WORK REQUEST:
Within the entries that follow, show each line where the word "blue" occurs.

(Dataset excerpts)
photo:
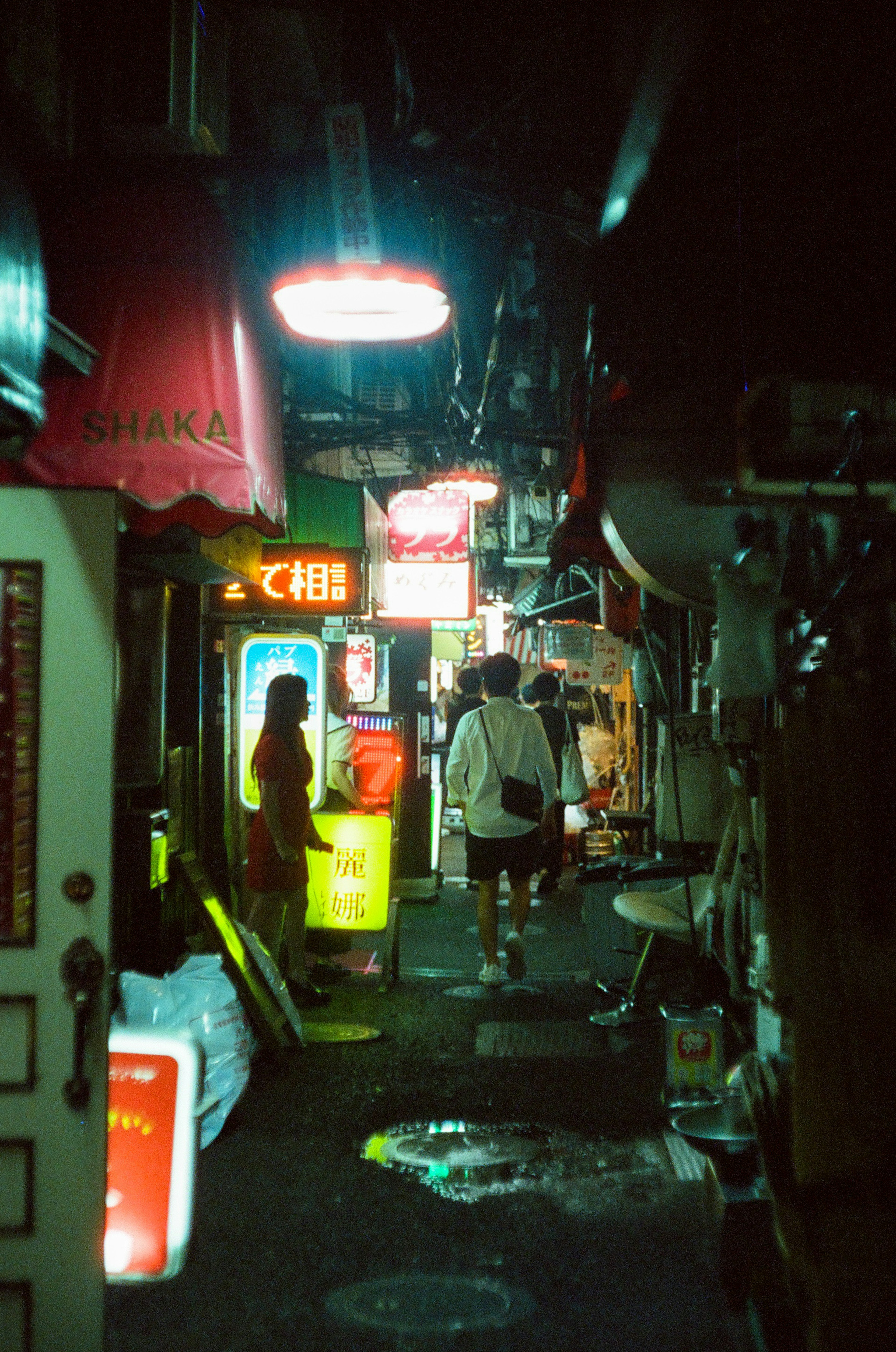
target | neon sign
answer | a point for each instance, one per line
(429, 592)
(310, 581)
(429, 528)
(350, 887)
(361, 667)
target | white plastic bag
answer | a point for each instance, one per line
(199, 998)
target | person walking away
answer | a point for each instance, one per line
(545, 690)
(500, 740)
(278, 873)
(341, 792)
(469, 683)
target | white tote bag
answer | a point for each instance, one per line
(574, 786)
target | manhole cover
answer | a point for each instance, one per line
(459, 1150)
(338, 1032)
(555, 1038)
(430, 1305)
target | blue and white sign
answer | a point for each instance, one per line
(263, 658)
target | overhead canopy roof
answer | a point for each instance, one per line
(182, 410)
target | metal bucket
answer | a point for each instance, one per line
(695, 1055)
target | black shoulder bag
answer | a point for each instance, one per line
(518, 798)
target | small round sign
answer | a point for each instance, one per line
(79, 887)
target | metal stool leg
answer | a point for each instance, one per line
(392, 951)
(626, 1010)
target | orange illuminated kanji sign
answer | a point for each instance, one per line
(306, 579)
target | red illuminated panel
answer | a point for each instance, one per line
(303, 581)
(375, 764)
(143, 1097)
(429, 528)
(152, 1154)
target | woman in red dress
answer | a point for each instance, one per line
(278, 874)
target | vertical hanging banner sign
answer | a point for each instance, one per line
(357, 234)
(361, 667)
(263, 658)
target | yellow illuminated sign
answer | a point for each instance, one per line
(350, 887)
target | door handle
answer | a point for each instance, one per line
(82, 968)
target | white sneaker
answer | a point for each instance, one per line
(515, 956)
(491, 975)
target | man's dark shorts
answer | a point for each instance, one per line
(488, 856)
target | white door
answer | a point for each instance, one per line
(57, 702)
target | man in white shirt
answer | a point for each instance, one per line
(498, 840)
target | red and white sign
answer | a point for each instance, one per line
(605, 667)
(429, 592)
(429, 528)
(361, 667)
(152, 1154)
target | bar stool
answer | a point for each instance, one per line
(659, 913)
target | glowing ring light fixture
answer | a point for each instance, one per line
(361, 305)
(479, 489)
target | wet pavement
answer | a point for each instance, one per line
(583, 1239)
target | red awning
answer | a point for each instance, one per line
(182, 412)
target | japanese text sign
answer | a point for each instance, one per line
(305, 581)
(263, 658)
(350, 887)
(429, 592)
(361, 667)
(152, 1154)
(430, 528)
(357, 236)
...
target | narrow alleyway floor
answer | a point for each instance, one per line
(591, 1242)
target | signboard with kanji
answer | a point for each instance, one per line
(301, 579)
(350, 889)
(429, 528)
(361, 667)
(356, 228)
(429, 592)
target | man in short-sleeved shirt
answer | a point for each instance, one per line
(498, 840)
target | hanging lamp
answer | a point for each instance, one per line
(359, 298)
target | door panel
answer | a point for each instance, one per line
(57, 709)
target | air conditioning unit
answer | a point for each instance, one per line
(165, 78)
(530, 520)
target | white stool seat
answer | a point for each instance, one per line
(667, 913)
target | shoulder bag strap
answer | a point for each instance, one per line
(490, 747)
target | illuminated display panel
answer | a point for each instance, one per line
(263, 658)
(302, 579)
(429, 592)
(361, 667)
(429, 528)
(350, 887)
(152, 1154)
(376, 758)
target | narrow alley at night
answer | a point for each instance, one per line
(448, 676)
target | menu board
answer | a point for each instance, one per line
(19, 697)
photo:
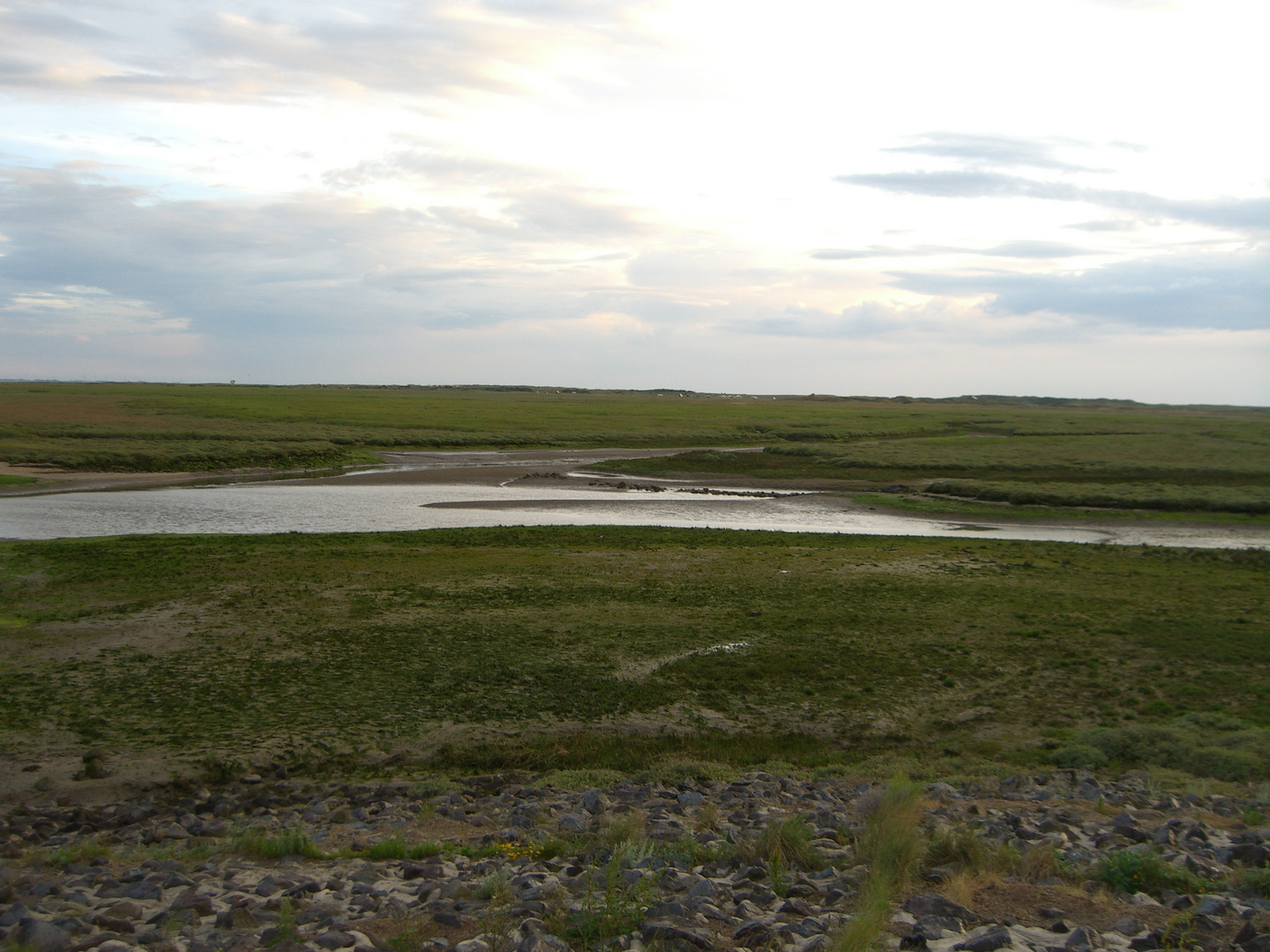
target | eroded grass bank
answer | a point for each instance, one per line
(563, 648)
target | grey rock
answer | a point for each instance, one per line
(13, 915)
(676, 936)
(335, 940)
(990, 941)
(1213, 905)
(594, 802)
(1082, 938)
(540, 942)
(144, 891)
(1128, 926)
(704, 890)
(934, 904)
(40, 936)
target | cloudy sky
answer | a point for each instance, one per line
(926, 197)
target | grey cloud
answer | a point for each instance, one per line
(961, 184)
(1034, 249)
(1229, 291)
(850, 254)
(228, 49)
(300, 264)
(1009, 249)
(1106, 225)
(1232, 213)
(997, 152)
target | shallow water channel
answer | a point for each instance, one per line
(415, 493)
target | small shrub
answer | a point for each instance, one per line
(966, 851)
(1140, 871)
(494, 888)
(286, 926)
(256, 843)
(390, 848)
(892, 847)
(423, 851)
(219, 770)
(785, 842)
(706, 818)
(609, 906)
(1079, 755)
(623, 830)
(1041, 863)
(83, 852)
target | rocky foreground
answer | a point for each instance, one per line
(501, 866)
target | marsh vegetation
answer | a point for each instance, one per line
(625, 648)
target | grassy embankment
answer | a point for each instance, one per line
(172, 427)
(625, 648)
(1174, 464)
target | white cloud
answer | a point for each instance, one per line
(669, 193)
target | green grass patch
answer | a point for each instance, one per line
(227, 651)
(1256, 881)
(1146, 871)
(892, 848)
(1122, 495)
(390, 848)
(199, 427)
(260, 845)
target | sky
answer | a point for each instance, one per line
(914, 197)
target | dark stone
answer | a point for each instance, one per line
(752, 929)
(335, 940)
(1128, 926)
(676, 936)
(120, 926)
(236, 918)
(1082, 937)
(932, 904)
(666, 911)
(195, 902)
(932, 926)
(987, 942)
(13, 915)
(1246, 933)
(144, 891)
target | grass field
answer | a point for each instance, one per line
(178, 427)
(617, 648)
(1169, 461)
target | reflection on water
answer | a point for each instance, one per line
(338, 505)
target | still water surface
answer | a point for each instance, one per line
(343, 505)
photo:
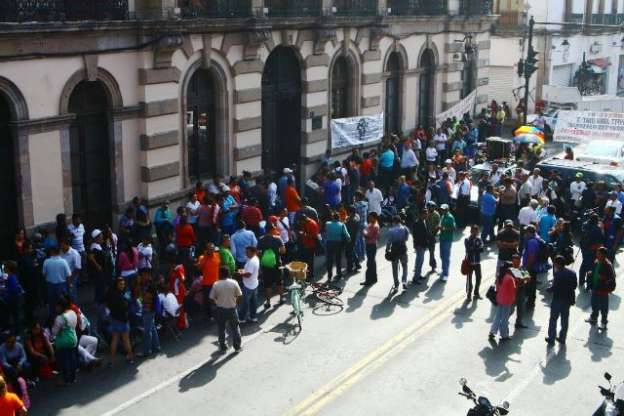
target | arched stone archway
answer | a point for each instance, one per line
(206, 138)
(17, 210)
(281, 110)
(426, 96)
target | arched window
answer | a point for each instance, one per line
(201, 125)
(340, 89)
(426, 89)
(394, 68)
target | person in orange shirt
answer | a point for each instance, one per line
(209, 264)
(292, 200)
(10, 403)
...
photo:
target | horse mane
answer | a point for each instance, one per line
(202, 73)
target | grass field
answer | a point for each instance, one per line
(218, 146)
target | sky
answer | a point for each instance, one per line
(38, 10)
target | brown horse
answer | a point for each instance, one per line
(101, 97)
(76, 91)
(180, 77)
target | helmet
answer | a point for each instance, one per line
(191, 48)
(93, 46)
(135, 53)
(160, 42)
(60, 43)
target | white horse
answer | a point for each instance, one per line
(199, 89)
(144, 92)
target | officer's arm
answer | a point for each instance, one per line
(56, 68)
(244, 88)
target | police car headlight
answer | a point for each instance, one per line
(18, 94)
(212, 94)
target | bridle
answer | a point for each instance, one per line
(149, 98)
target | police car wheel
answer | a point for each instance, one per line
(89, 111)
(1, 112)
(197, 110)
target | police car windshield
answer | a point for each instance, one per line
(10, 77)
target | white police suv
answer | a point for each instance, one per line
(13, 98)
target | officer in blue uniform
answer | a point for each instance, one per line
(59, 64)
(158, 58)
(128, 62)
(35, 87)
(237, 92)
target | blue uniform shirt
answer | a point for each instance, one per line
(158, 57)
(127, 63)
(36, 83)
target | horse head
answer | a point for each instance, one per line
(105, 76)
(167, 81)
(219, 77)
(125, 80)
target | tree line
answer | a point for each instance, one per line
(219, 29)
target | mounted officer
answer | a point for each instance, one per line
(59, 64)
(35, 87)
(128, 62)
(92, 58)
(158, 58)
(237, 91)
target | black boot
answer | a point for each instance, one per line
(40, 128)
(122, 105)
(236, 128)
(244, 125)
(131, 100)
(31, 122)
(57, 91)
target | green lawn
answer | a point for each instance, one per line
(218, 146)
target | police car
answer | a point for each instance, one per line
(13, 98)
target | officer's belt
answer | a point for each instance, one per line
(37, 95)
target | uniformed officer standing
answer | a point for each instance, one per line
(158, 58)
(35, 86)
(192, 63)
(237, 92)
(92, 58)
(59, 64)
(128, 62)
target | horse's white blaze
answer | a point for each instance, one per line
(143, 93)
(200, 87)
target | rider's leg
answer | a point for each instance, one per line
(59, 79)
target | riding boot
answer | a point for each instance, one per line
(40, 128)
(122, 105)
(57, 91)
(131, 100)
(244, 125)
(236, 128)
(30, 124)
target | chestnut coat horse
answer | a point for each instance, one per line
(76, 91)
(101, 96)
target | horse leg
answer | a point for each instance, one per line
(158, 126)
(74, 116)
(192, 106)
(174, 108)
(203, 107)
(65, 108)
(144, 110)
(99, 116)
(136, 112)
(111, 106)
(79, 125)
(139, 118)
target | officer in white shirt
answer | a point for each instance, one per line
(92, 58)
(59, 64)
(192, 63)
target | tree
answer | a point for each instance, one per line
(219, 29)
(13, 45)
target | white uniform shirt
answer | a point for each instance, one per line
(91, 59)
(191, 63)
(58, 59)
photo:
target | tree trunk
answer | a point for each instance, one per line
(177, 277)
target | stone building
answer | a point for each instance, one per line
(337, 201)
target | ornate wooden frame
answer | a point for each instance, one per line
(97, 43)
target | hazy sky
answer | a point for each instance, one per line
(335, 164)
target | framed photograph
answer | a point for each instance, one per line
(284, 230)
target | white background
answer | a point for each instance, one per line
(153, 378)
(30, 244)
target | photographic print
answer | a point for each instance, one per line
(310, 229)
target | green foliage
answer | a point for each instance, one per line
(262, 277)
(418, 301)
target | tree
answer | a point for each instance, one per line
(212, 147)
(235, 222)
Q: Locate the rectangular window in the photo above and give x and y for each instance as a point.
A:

RESULT OF THIS TASK:
target | blue and white sign
target | officer in blue uniform
target | blue uniform shirt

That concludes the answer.